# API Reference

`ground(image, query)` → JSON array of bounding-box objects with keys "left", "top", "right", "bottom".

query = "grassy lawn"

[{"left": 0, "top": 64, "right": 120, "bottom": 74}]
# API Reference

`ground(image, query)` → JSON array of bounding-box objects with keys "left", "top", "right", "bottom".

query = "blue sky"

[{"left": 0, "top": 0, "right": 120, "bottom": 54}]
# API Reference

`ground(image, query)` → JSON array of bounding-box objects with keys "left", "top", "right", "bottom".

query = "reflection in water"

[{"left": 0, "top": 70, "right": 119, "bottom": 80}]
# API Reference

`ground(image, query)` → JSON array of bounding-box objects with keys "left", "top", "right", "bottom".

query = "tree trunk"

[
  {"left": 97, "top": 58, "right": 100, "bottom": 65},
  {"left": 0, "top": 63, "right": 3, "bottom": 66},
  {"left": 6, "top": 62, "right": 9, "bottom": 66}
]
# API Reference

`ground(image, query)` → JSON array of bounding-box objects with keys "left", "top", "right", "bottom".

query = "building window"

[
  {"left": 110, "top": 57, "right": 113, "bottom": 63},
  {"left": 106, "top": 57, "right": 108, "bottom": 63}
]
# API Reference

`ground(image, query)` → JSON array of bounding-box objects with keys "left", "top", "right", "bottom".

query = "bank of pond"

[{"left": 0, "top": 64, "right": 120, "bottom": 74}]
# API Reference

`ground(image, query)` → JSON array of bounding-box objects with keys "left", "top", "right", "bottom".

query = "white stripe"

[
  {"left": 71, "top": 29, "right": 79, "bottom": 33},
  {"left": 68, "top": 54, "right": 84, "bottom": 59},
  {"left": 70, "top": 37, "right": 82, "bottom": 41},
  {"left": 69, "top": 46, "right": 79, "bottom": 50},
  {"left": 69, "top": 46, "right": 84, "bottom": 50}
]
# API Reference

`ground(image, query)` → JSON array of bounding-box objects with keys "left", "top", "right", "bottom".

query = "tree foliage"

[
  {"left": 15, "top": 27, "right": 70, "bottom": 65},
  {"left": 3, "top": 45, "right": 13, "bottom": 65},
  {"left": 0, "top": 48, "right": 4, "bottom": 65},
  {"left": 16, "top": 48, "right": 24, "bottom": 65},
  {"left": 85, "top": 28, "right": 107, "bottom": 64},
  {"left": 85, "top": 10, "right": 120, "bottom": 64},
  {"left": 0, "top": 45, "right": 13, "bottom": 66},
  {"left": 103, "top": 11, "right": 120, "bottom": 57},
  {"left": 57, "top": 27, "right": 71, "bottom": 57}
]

* * * * *

• Your instructions:
Write out every record above, word for word.

• Solution to this problem:
# API Reference

`ground(image, query)` → JSON array of bounding-box objects with keys "left", "top", "right", "bottom".

query = "grassy lawn"

[{"left": 0, "top": 64, "right": 120, "bottom": 74}]
# API Reference

`ground(image, query)` → JSON array of bounding-box objects with keys "left", "top", "right", "bottom".

query = "blue sky"

[{"left": 0, "top": 0, "right": 120, "bottom": 54}]
# API Reference

`ground(image, query)` → JSON array of bounding-box objects with keys "left", "top", "right", "bottom".

query = "reflection in water"

[{"left": 0, "top": 70, "right": 119, "bottom": 80}]
# API Reference

`ground(image, query)` → JSON array of bounding-box objects with keys "left", "top", "right", "bottom".

query = "tree trunk"

[
  {"left": 97, "top": 58, "right": 100, "bottom": 65},
  {"left": 0, "top": 63, "right": 3, "bottom": 66},
  {"left": 6, "top": 62, "right": 9, "bottom": 66}
]
# API Reference

`ground(image, query)` → JSON array of bounding-box objects with keys "left", "top", "right", "bottom".

query = "building window"

[
  {"left": 110, "top": 57, "right": 113, "bottom": 63},
  {"left": 106, "top": 57, "right": 108, "bottom": 63}
]
# API Reference

`ground(image, query)` → JSON array of bounding-box objects with keys "left", "top", "right", "bottom".

query = "bank of pond"

[{"left": 0, "top": 64, "right": 120, "bottom": 74}]
# API Reference

`ground(image, query)` → JSON array of bounding-box objects with keys "left", "top", "right", "bottom".

query = "white stripe"

[
  {"left": 71, "top": 29, "right": 79, "bottom": 33},
  {"left": 68, "top": 54, "right": 84, "bottom": 59},
  {"left": 70, "top": 37, "right": 82, "bottom": 41},
  {"left": 69, "top": 46, "right": 79, "bottom": 50},
  {"left": 69, "top": 46, "right": 84, "bottom": 50}
]
# API Reference

`ground(image, query)` → JSON array of bounding-box objects with keys "left", "top", "right", "bottom".

query = "tree foliage"

[
  {"left": 15, "top": 27, "right": 70, "bottom": 65},
  {"left": 3, "top": 45, "right": 13, "bottom": 65},
  {"left": 0, "top": 48, "right": 4, "bottom": 65},
  {"left": 16, "top": 48, "right": 24, "bottom": 65},
  {"left": 85, "top": 28, "right": 107, "bottom": 64},
  {"left": 85, "top": 10, "right": 120, "bottom": 64},
  {"left": 0, "top": 45, "right": 13, "bottom": 66},
  {"left": 103, "top": 11, "right": 120, "bottom": 57},
  {"left": 57, "top": 27, "right": 71, "bottom": 57}
]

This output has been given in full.